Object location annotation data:
━━━━━━━━━━━━━━━━
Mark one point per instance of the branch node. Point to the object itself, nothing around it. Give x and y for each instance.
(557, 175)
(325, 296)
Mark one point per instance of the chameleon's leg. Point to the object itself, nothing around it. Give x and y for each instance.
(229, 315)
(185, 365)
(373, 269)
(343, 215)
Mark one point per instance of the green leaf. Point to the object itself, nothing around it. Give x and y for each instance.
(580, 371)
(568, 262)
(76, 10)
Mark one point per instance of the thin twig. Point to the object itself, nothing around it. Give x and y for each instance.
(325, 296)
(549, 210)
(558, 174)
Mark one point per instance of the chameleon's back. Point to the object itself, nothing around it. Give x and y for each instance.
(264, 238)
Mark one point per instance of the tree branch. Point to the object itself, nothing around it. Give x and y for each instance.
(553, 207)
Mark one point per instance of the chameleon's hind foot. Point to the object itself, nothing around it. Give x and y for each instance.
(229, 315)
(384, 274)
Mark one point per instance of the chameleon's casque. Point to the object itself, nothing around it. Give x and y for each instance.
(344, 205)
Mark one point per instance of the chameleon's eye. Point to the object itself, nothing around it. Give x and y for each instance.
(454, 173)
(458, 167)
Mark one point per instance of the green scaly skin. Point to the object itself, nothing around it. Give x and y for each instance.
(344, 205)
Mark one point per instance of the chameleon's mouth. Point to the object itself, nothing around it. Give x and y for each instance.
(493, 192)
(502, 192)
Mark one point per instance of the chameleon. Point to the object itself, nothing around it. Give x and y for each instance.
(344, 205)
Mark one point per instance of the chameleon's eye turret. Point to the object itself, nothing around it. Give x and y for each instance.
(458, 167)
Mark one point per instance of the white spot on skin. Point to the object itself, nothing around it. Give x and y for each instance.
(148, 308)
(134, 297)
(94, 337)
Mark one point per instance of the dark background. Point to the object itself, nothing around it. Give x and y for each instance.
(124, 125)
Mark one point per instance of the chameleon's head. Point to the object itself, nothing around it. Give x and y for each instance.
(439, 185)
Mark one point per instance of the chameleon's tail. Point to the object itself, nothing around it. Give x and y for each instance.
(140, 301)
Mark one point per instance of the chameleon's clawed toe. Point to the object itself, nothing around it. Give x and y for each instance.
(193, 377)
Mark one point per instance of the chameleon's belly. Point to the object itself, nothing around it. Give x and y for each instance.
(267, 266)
━━━━━━━━━━━━━━━━
Update the listing from the line containing "Mark one point per instance of the chameleon." through the end of the listing, both ends included, swapping "nothing around it" for "not its surroundings" and leaving everything else as it stands. Return only those lines.

Mark one point per instance of the chameleon. Point to the object itself, not its surroundings. Give x and y for each instance.
(344, 205)
Mark one point per instance of the chameleon's eye turret. Point to the object itself, not its surroundings. Give x and y for each instance.
(458, 167)
Mark one point per instance of the white spot on skin. Point to the object itself, not its surroundings. Give x and y for each instance.
(148, 308)
(134, 297)
(94, 337)
Mark one point per instance of the dark background. Point to the object itself, not its surroundings. Give x and y for each instance.
(124, 125)
Mark one point per instance of the chameleon's head. Point to the object itself, not its surroundings. Give x and y for each instance.
(439, 185)
Mark one point per instance of the chameleon's tail. Point to the object itself, not its surroundings. Give x and y for each instance.
(140, 301)
Mark one point per instance of the chameleon's clawed toe. Point to the object itself, not its surroundings. Give x and y for each instance.
(193, 377)
Mark one point per instance of the chameleon's belly. Point to the object itself, not its surroundings. Give x and y for each instance.
(267, 266)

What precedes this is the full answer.